▶ [TEXT]
────────────────

He did not surprise me when he spoke eloquently from the National Cathedral, or again before the Joint Houses of Congress, when he laid out the Bush Doctrine. He did not surprise me when he did it again at West Point, or when he went visionary at Whitehall (don’t try to find a tape of it, honey, that was ONE SPEECH C-Span never re-ran and the press quickly tried to move along from).

There were no surprises in President Bush’s invasion of Afghanistan to battle AlQaeda. There were no surprises when he went after an Iraq which everyone believed had WMD, an Iraq that had tried to assassinate an American President, an Iraq whose NYC consul did not lower its flag to half-mast after 9/11.

Actually, there was one surprise. He did surprise me by going back to the UN, and back to the UN, in that mythical “rush to war” we heard so much about. But then again, the effort in Iraq was never as “unilateral” as it had been painted.

President Bush did not surprise me when, faced with the scorn of “the world community” and those ever-ready A.N.S.W.E.R. marches which sprang up condemning him and Tony Blair, he stood firm. A lesser man, a mere politician, would have folded under such enormous pressure. I was not surprised when Bush did not. (Aside - it’s funny how they just can’t get a good-sized crowd together for those protests these days, innit? Everything about Iraq was “wrong” and everything about Iraq is “failure and quagmire” and yet, somehow, we all breathe a sigh of relief that the job is done, that Saddam is out of power and that Iraq, save a very small piece of troubled land, is - in remarkably short order (and despite the wild pronouncements of John Murtha) - tasting its first morsels of democracy and liberty, and showing promise.)

It never surprised me that Yassar Arafat, formerly the “most welcomed” foreign “Head of State” in the Clinton White House was not welcomed - ever - to the Bush White House.

I wasn’t surprised by the, not one, but two tax cuts he got passed through congress, or the roaring economy - and jobs - those tax cuts created. I wasn’t surprised when he killed the unending farce that is the Kyoto treaty (remember, the thing Al Gore and the Senate unanimously voted down under Clinton?), or when he killed U.S. involvement in the International Criminal Court, or when he told the UN they risked becoming irrelevent, or when he told the Congress and the world, “America will never seek a permission slip to defend the security of our country.” Not surprising.

I wasn’t surprised at all to watch him - in a foreign and hostile land - go rescue the Secret Service agent who was being detained and kept from protecting him. Or to see him shoot his cuffs, afterwards, and greet his host with a smile.

I was never surprised that he tried to “change the tone” or tried reaching across the aisle to invite onesuch as Ted Kennedy to help draft education reform, something none of his predecessors dared touch. Just as they never dared to try to reform social security or our energy policies. The feckless ones in Congress wouldn’t get the jobs done, unfortunately, but he is a president who at least tried to get something going on those “dangerous” issues. His senior prescription plan was unsurprising and it is helping lots of people.

────────────────

▶ [SUPPLIED MATERIAL]
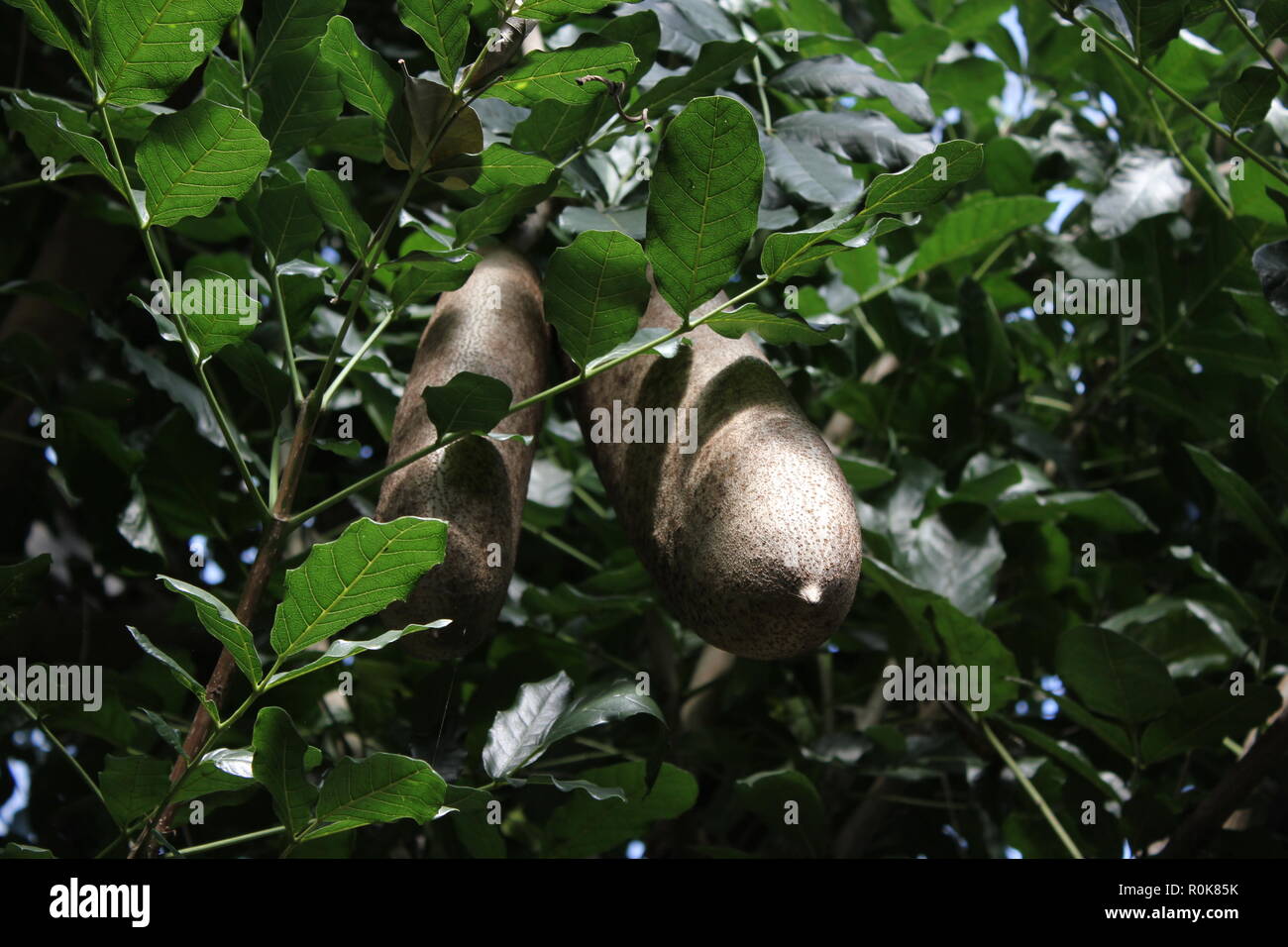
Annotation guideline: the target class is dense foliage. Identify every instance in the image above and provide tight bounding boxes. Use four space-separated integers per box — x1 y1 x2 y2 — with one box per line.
0 0 1288 858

────────────────

According to the text, what was the one thing President Bush did that surprised the writer?

He went back to the UN, and back to the UN again, before the war in Iraq.